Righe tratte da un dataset
■ ■ ■ ■ ■ ■ ■
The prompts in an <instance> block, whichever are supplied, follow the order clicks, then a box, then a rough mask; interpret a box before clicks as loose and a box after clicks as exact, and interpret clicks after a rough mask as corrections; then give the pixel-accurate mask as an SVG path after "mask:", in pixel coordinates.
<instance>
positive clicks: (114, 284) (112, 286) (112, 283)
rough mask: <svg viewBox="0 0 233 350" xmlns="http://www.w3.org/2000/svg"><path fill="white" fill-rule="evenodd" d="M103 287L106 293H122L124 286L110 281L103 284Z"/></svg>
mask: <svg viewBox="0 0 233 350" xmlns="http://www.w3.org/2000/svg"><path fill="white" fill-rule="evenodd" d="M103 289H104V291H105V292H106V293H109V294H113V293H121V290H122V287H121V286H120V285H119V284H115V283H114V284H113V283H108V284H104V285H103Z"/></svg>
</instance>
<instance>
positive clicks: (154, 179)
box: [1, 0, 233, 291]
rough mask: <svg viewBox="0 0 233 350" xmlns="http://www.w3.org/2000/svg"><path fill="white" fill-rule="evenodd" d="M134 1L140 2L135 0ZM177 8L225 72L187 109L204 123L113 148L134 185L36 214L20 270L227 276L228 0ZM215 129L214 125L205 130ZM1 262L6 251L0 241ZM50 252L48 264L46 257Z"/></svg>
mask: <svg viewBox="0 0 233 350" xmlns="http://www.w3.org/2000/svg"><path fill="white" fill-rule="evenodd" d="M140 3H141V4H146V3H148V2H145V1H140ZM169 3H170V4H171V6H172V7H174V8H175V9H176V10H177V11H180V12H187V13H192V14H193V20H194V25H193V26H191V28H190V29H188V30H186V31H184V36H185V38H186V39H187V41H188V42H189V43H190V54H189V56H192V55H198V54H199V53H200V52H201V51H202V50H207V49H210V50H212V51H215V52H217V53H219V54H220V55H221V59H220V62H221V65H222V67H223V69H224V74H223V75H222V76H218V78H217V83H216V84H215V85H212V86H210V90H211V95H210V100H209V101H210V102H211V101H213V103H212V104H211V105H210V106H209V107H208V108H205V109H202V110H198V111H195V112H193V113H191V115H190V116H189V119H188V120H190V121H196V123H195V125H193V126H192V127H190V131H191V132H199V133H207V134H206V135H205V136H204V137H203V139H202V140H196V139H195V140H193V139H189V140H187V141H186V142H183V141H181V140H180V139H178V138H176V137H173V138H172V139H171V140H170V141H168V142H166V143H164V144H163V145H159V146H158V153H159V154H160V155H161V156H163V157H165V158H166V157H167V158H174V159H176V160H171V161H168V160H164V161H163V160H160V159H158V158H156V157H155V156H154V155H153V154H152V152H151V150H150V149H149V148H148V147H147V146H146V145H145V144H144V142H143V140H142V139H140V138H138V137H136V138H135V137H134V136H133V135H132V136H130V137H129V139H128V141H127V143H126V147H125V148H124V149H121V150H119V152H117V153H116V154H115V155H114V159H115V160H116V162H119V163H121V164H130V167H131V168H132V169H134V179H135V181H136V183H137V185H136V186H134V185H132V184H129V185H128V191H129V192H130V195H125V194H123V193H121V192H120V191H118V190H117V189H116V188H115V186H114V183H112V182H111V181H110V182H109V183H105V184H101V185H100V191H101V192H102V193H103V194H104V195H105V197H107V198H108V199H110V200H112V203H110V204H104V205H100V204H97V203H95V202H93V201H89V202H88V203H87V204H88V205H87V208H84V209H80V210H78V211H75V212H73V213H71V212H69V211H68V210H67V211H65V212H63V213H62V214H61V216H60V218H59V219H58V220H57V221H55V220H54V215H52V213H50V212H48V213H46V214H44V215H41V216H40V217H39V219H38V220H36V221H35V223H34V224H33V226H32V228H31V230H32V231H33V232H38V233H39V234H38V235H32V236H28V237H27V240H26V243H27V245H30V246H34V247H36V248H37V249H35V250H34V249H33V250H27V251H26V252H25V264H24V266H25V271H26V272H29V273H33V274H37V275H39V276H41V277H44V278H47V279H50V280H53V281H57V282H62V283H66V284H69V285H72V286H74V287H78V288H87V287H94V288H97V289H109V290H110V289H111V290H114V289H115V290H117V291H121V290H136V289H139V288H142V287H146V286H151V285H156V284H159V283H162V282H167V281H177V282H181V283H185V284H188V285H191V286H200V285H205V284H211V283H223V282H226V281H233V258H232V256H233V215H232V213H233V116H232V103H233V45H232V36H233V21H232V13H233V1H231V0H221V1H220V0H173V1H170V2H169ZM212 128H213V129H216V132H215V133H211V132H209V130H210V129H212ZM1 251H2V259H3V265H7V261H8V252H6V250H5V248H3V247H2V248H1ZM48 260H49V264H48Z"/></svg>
■ ■ ■ ■ ■ ■ ■
**Istruzioni del compito**
Stampa senza alcuna modifica le righe che vanno dalla prima fino a quella che contiene "box: [1, 0, 233, 291]", entrambe incluse.

**Risposta scritta**
The prompts in an <instance> block, whichever are supplied, follow the order clicks, then a box, then a rough mask; interpret a box before clicks as loose and a box after clicks as exact, and interpret clicks after a rough mask as corrections; then give the pixel-accurate mask as an SVG path after "mask:", in pixel coordinates.
<instance>
positive clicks: (114, 284) (112, 286) (112, 283)
rough mask: <svg viewBox="0 0 233 350" xmlns="http://www.w3.org/2000/svg"><path fill="white" fill-rule="evenodd" d="M103 287L106 293H122L124 286L110 281L103 284Z"/></svg>
mask: <svg viewBox="0 0 233 350" xmlns="http://www.w3.org/2000/svg"><path fill="white" fill-rule="evenodd" d="M103 289H104V291H105V292H106V293H109V294H113V293H121V290H122V287H121V286H120V285H119V284H115V283H114V284H113V283H108V284H104V285H103Z"/></svg>
</instance>
<instance>
positive clicks: (154, 179)
box: [1, 0, 233, 291]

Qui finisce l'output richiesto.